» **PROBLEMS TO SOLVE**:
[A] According to the two profiles, how long did the US Navy use part of Vieques as a bombing range?
[B] Return the span of the two profiles between "Diana Lopez, a" and "those with cancer.", inclusive.

» **SELECTED PASSAGE**:
◇ ◇ ◇ ◇ ◇
Diana Lopez, a Mexican American teen in San Antonio (TX). She has seen military planes flying over her city all her life and dreams of becoming an Air Force pilot. She learns that a creek flowing from a nearby base is highly polluted and that many of her neighbors have cancer. She begins to question whether the military is the best job option for her…

Zaida Torres, a seamstress in Vieques (Puerto Rico). She has lost several family members to cancer. The US Navy used part of the island as a bombing range for 60 years, and left it reduced to rubble and strewn with bomb fragments and unexploded weapons. Popular protest finally closed the bombing range. Now the challenge is to clean up the debris and contamination and to support the local community, including those with cancer.
◇ ◇ ◇ ◇ ◇
» **SOURCE INFORMATION**:
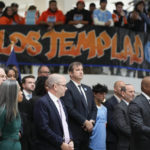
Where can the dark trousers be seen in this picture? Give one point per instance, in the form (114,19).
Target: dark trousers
(82,144)
(111,146)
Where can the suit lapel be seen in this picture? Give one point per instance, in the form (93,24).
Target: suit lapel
(79,94)
(52,105)
(146,103)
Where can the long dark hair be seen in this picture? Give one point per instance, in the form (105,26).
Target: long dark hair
(5,13)
(9,98)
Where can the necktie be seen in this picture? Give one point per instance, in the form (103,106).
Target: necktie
(29,96)
(64,122)
(82,94)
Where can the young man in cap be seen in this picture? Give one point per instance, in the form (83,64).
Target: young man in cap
(78,15)
(102,16)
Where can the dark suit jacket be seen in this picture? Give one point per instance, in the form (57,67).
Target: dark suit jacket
(111,125)
(123,126)
(139,114)
(78,110)
(25,113)
(48,124)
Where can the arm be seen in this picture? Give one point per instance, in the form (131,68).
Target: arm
(120,119)
(136,119)
(42,120)
(110,119)
(73,113)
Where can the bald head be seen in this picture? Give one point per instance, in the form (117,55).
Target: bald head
(56,84)
(2,75)
(145,85)
(117,88)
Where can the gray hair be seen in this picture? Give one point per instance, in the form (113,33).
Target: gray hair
(53,79)
(9,98)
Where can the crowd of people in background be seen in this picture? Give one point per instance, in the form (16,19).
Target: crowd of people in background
(49,113)
(137,20)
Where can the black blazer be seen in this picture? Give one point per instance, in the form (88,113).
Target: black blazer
(25,113)
(139,114)
(78,110)
(123,126)
(49,129)
(111,124)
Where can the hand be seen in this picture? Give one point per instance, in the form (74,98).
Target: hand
(66,146)
(108,23)
(71,145)
(88,126)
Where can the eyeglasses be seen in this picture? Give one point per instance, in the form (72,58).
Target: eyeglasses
(2,76)
(45,72)
(64,85)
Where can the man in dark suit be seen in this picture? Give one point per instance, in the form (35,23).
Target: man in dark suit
(111,139)
(28,84)
(79,101)
(50,117)
(139,114)
(122,119)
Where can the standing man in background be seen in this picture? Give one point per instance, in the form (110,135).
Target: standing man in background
(139,114)
(79,101)
(51,119)
(121,118)
(111,140)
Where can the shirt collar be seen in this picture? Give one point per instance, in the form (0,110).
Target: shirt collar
(52,96)
(26,93)
(118,99)
(76,84)
(126,102)
(147,97)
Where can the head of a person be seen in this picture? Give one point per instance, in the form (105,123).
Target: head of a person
(11,94)
(119,7)
(14,7)
(99,92)
(8,12)
(117,88)
(145,85)
(43,71)
(40,88)
(92,7)
(28,83)
(140,6)
(11,73)
(56,84)
(75,71)
(2,75)
(2,6)
(128,92)
(11,66)
(80,5)
(53,5)
(103,4)
(32,7)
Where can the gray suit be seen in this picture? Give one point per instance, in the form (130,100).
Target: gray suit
(139,114)
(123,127)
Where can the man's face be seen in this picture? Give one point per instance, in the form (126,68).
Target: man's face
(77,73)
(100,97)
(53,6)
(29,84)
(103,5)
(117,88)
(130,93)
(61,87)
(119,8)
(44,71)
(80,6)
(2,76)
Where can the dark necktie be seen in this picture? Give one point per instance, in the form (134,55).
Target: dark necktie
(82,94)
(64,122)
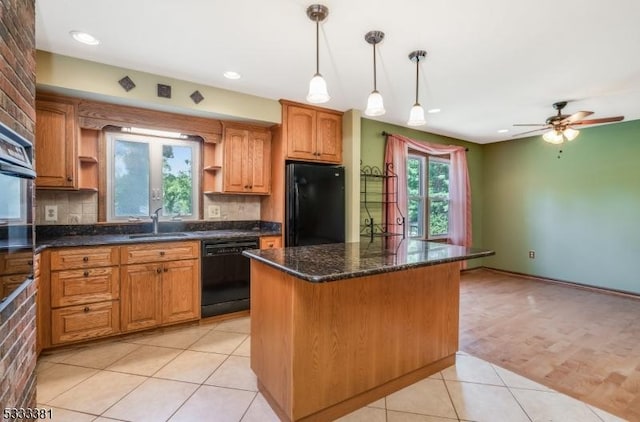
◇ ◇ ◇ ◇ ◇
» **ANSWERS BELOW**:
[A] 60 years.

[B]
Diana Lopez, a Mexican American teen in San Antonio (TX). She has seen military planes flying over her city all her life and dreams of becoming an Air Force pilot. She learns that a creek flowing from a nearby base is highly polluted and that many of her neighbors have cancer. She begins to question whether the military is the best job option for her…

Zaida Torres, a seamstress in Vieques (Puerto Rico). She has lost several family members to cancer. The US Navy used part of the island as a bombing range for 60 years, and left it reduced to rubble and strewn with bomb fragments and unexploded weapons. Popular protest finally closed the bombing range. Now the challenge is to clean up the debris and contamination and to support the local community, including those with cancer.